**Passage given**:
↓↓↓

7 Megapixel Camera Phone
Alex writes "It looks like LG Electronics are planning a 7 Megapixel Camera Phone which to me seems like overkill - but it must be making a few of those digital photography manufacturers pushing out point and shoot digicams a little nervous. Camera phones will never take over DSLRs or serious digital cameras but are we seeing what will be the death of the entry level point and shoot digicam?"
I think that alot of young people would opt for the camera phone, and therefore not spend the money on a point in shoot.....and a phone. But, I think that our older generation would most definently prefer the standard point and shoot camera seperate from their cell phone. I see it as a decreased market, but not a dead one.
My name is a variety of floral rose, and no, it's not blue
Hmm...they are already out there. What we need are ones with storage space for more than 30 seconds or so.
<whispers> there's real people out there, dude...</whispers>
The Mothership
What people don't realize is that the optics are just as important as the megapixel count. I'd take a two megapixel camera with a nikon lens over a 7 megapixel camera phone any day.
That exact same problem is happening over here in Japan. The way they are combating it is by having the devices make a sound when a picture or video is being taken. That way if your taking a picture of a school girl going up a escalator with a skirt or pictures at a book store "big brother" will know that you are doing it.

↑↑↑

**Data records**:
↓↓↓

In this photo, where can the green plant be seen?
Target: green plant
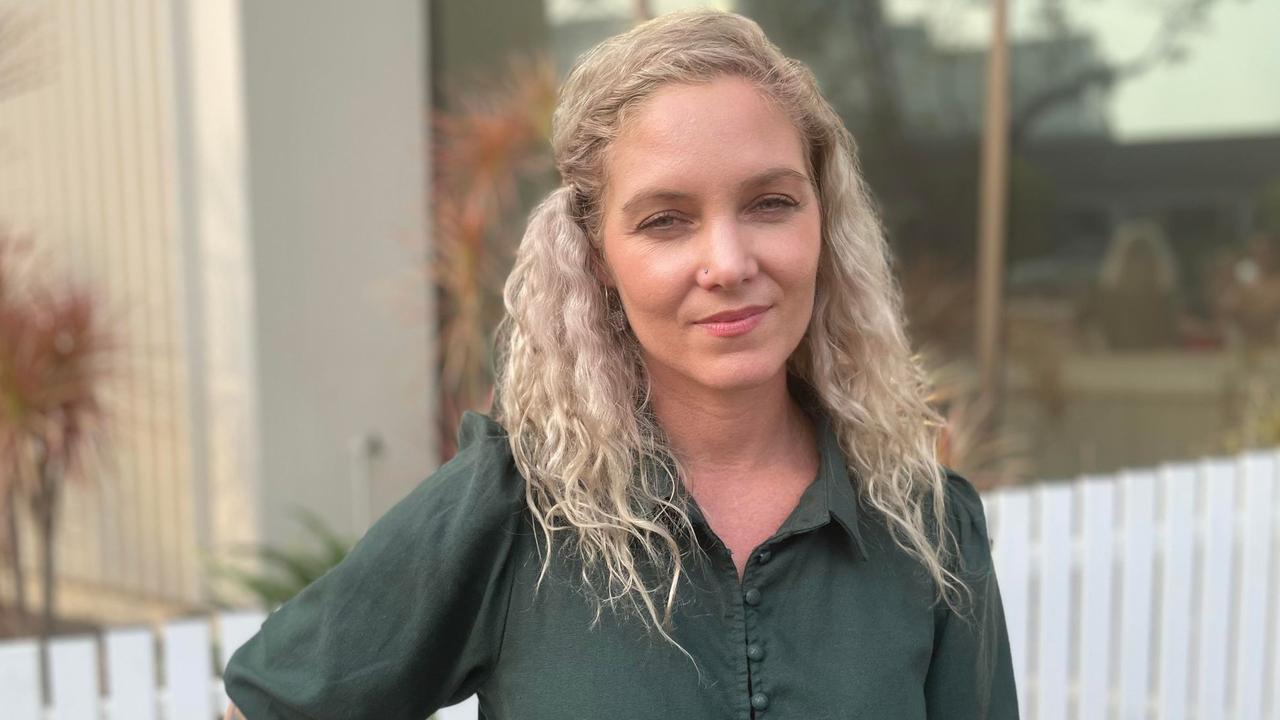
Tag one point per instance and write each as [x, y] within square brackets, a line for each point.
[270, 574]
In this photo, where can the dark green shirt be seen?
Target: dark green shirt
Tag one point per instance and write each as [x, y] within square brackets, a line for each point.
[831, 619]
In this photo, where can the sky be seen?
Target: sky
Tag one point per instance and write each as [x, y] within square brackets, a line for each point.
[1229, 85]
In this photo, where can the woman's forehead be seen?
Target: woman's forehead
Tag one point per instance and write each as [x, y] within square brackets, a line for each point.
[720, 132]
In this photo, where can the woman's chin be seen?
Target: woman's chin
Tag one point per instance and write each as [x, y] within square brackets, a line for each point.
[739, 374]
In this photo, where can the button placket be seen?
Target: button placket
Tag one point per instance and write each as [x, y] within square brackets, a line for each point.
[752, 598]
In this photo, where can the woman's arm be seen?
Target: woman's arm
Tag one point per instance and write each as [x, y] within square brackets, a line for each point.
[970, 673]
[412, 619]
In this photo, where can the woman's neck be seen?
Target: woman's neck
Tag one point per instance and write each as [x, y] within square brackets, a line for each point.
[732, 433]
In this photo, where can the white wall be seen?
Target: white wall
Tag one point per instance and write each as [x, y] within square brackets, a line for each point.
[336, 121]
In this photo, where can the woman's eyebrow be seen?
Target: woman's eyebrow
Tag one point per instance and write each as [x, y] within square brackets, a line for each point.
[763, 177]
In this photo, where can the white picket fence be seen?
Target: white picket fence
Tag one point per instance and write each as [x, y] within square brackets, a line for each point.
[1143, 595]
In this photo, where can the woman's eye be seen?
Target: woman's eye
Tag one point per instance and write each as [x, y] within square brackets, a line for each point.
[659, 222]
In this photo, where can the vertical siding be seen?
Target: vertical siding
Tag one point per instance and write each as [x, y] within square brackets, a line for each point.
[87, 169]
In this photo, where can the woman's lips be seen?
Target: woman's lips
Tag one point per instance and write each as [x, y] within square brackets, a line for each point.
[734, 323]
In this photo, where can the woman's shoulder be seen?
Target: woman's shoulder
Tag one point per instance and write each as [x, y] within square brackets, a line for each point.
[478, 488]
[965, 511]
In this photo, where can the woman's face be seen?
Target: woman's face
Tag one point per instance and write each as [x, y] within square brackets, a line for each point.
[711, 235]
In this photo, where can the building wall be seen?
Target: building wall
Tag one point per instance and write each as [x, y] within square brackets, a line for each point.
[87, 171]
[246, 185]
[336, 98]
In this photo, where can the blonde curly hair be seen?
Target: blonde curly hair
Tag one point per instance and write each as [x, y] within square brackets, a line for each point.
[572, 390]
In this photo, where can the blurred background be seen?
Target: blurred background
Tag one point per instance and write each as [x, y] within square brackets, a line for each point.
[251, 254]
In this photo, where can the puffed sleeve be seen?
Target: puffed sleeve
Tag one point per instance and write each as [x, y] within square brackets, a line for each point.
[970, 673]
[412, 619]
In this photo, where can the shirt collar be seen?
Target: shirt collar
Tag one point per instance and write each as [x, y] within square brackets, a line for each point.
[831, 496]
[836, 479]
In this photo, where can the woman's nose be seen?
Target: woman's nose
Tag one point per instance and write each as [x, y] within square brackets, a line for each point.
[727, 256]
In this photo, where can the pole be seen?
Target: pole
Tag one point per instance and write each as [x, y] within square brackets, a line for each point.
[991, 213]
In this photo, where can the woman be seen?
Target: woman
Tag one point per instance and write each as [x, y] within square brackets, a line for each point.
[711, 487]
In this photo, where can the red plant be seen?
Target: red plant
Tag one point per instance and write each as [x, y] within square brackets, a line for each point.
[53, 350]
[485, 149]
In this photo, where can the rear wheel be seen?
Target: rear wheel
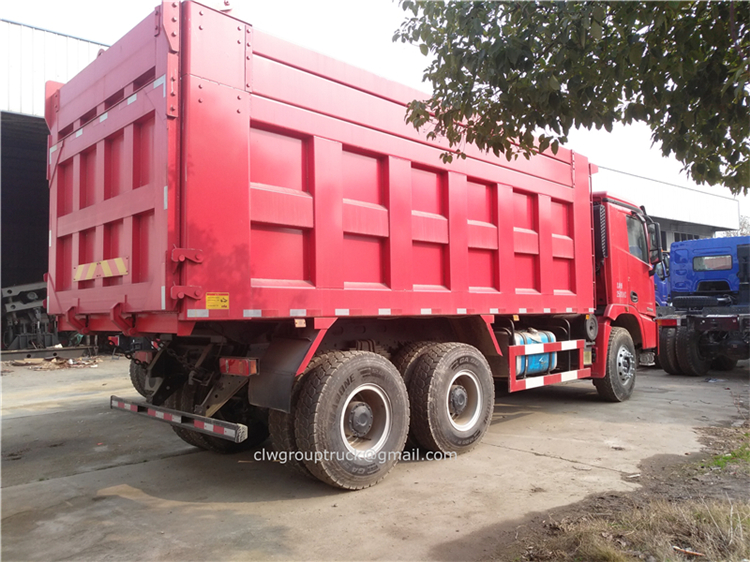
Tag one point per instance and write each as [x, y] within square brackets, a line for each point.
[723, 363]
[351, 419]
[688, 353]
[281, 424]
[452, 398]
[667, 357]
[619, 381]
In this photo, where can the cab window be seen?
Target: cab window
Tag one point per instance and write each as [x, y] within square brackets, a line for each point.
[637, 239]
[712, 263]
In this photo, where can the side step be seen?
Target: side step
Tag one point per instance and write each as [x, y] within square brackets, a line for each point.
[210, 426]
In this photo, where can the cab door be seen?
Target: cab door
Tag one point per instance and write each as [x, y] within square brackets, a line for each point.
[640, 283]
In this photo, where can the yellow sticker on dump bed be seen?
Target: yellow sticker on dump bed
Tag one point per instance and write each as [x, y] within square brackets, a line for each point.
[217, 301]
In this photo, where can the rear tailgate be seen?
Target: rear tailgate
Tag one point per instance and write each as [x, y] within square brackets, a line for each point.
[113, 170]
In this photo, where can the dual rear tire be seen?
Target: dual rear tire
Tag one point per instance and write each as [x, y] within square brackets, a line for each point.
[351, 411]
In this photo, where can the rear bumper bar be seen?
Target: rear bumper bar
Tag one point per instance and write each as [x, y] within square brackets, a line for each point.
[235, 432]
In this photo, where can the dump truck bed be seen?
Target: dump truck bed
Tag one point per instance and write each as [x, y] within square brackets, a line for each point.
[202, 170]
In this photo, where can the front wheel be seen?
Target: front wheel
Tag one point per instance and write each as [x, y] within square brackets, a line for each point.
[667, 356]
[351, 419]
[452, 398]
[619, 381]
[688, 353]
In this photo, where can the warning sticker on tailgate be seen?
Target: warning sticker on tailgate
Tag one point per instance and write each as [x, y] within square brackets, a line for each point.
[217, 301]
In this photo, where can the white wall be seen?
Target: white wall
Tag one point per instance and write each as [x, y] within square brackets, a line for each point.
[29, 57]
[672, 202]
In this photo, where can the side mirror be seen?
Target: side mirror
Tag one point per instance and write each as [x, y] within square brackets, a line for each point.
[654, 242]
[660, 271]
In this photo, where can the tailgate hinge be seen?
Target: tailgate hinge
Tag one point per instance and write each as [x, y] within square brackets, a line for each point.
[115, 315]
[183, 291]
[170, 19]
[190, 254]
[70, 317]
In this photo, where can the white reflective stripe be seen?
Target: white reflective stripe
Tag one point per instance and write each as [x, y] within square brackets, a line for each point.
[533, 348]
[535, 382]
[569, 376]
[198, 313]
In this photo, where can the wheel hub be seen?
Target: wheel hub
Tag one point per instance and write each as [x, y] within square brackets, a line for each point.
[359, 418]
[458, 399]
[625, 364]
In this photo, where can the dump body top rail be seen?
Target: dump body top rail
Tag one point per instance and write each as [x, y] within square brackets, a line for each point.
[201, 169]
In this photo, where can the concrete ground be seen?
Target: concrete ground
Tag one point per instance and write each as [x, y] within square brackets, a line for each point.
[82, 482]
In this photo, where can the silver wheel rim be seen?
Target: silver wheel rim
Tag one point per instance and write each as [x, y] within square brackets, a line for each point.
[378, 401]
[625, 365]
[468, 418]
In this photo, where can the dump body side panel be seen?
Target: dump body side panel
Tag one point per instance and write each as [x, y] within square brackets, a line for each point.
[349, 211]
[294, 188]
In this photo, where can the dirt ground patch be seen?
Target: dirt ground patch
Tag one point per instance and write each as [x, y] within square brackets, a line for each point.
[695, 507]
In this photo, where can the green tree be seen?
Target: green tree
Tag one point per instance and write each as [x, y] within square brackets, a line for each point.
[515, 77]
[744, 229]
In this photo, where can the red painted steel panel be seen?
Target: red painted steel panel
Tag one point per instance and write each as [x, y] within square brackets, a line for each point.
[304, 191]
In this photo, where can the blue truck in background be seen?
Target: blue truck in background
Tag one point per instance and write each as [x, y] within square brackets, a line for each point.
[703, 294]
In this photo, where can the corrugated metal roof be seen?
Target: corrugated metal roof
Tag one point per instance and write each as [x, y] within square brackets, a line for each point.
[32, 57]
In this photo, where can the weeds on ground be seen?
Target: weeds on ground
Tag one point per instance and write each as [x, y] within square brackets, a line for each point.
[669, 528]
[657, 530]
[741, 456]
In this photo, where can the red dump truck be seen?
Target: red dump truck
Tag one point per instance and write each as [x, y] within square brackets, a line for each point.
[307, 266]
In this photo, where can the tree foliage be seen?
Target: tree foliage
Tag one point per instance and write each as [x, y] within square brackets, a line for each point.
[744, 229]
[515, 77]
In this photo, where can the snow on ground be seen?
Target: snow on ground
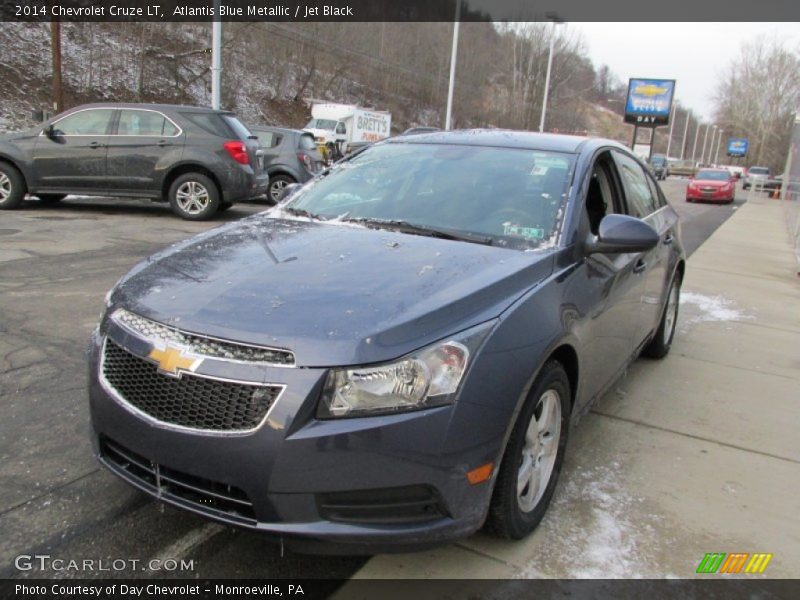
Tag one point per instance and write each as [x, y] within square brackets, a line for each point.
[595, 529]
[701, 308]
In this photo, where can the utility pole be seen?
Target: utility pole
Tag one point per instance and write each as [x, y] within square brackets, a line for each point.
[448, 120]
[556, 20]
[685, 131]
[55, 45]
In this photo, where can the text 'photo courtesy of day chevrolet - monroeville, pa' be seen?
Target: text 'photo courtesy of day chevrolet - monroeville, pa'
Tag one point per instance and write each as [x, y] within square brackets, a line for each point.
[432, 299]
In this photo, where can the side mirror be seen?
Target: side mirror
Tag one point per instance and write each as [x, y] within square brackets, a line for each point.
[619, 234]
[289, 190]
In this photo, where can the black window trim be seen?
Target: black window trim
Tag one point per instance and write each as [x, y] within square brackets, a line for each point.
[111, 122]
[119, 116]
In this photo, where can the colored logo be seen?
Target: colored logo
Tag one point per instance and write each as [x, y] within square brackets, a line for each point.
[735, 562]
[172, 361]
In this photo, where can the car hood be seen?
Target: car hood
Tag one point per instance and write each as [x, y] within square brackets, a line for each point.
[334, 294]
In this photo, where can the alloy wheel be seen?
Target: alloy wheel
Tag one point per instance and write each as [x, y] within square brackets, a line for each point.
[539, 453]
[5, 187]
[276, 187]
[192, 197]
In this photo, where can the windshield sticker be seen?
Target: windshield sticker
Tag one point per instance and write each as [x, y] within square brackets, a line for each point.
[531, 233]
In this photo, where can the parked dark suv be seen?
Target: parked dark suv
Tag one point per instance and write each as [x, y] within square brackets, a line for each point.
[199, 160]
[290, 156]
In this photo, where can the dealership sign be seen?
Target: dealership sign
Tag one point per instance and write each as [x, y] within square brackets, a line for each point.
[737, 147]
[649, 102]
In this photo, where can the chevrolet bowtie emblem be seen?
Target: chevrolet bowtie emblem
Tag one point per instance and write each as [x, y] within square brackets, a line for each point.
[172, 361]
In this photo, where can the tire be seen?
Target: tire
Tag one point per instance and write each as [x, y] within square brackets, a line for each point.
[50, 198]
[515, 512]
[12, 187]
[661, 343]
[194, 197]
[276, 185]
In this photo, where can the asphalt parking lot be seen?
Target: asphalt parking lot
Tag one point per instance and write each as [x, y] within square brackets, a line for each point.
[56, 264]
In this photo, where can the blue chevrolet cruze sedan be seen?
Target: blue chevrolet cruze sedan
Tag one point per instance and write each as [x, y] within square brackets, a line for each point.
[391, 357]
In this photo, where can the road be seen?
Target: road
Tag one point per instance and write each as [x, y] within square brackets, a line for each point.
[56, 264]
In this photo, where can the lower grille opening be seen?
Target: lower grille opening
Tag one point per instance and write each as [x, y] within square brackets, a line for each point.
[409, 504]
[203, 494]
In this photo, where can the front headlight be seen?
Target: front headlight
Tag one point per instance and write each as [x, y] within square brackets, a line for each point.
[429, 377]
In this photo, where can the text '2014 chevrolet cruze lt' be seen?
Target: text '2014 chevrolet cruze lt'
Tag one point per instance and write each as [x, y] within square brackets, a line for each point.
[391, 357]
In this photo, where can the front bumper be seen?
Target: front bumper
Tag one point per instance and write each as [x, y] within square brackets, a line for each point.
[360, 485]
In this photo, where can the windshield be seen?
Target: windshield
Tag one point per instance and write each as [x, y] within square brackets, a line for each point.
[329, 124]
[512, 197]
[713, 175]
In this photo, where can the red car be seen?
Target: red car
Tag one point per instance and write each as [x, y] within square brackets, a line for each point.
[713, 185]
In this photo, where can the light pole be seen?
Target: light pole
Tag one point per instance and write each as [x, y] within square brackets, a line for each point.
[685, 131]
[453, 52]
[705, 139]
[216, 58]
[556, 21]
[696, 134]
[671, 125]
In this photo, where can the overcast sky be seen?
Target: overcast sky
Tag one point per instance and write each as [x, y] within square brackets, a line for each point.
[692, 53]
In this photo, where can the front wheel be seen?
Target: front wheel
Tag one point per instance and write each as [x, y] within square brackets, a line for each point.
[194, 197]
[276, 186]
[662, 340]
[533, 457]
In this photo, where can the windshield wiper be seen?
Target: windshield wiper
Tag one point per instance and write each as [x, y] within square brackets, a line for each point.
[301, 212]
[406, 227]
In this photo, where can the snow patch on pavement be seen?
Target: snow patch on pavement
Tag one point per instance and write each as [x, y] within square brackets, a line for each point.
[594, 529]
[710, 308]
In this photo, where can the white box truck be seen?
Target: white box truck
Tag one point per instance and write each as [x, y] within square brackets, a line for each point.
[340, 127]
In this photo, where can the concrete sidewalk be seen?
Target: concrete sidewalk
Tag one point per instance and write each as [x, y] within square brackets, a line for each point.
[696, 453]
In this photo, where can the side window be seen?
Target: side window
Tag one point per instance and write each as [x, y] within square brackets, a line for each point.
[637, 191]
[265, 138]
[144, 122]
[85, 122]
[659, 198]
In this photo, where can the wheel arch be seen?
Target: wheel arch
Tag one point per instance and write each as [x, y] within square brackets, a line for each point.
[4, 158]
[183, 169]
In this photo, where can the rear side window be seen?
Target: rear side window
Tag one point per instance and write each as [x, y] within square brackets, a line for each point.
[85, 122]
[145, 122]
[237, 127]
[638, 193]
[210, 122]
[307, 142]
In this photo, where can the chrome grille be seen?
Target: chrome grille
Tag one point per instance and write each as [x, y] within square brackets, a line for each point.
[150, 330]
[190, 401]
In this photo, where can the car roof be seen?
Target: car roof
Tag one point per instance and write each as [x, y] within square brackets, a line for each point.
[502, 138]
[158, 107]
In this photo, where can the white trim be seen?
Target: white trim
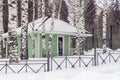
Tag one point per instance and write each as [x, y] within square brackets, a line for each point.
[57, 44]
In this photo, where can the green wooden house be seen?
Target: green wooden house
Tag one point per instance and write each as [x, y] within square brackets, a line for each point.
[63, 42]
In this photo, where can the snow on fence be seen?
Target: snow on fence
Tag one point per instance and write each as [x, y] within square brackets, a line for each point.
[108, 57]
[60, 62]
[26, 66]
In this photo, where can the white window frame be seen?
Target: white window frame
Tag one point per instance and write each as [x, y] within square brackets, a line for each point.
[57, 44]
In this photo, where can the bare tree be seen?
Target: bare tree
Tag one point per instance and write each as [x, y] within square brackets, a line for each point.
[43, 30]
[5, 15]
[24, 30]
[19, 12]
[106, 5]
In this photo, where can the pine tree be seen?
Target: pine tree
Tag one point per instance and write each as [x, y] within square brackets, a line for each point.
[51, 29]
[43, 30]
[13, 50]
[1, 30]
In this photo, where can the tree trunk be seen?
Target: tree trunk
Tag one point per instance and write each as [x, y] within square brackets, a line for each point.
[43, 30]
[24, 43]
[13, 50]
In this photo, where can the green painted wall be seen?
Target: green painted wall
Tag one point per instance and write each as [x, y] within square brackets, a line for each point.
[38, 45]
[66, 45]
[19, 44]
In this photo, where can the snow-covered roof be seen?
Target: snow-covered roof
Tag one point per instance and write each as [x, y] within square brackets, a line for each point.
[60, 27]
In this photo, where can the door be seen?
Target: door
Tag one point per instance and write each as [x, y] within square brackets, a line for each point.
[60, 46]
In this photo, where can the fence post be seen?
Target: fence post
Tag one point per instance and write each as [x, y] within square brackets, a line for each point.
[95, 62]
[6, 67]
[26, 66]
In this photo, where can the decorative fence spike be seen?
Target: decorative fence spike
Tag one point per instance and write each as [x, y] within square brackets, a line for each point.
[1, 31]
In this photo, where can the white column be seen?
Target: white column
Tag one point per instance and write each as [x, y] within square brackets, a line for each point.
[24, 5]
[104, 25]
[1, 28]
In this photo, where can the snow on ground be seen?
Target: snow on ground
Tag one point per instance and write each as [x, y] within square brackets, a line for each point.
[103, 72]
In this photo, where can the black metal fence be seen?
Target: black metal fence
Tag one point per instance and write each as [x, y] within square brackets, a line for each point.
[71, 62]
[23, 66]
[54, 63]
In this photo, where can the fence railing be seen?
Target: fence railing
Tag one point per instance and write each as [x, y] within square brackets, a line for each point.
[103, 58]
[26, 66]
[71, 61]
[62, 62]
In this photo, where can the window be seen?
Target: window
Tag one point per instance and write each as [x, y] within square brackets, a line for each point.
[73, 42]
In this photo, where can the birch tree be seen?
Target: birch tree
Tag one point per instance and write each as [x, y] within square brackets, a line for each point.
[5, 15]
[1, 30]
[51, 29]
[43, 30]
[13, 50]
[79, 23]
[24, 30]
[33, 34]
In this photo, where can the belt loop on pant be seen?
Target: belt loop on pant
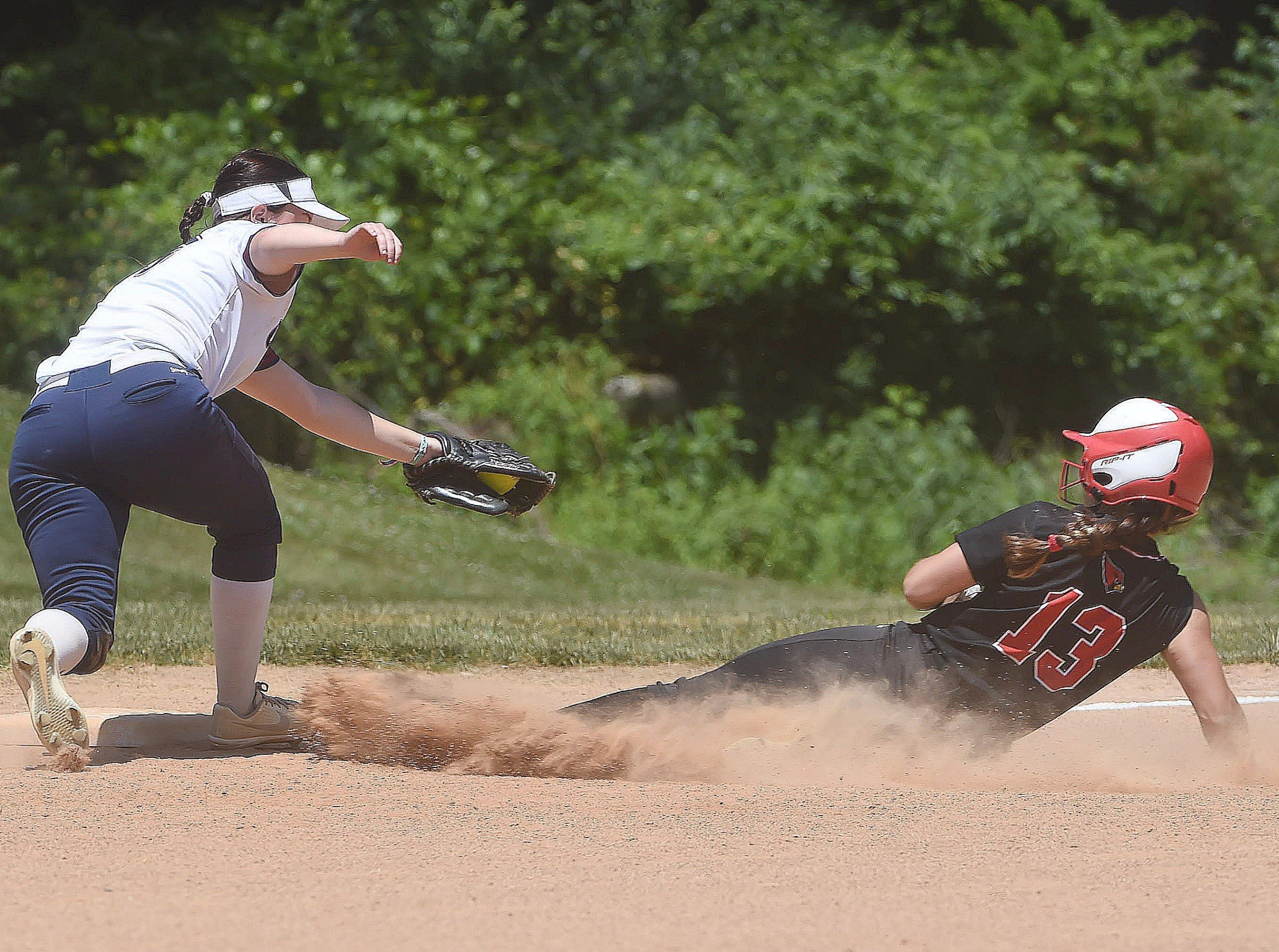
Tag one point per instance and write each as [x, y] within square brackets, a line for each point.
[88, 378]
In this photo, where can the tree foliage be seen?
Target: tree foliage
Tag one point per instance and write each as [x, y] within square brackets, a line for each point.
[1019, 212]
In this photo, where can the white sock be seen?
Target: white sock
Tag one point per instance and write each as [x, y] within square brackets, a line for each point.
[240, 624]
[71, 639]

↑↑↑

**Short exercise**: Could you copy the camera phone discussion above in full, reproducing every line word for word?

**Written solution**:
7 Megapixel Camera Phone
Alex writes "It looks like LG Electronics are planning a 7 Megapixel Camera Phone which to me seems like overkill - but it must be making a few of those digital photography manufacturers pushing out point and shoot digicams a little nervous. Camera phones will never take over DSLRs or serious digital cameras but are we seeing what will be the death of the entry level point and shoot digicam?"
I think that alot of young people would opt for the camera phone, and therefore not spend the money on a point in shoot.....and a phone. But, I think that our older generation would most definently prefer the standard point and shoot camera seperate from their cell phone. I see it as a decreased market, but not a dead one.
My name is a variety of floral rose, and no, it's not blue
Hmm...they are already out there. What we need are ones with storage space for more than 30 seconds or so.
<whispers> there's real people out there, dude...</whispers>
The Mothership
What people don't realize is that the optics are just as important as the megapixel count. I'd take a two megapixel camera with a nikon lens over a 7 megapixel camera phone any day.
That exact same problem is happening over here in Japan. The way they are combating it is by having the devices make a sound when a picture or video is being taken. That way if your taking a picture of a school girl going up a escalator with a skirt or pictures at a book store "big brother" will know that you are doing it.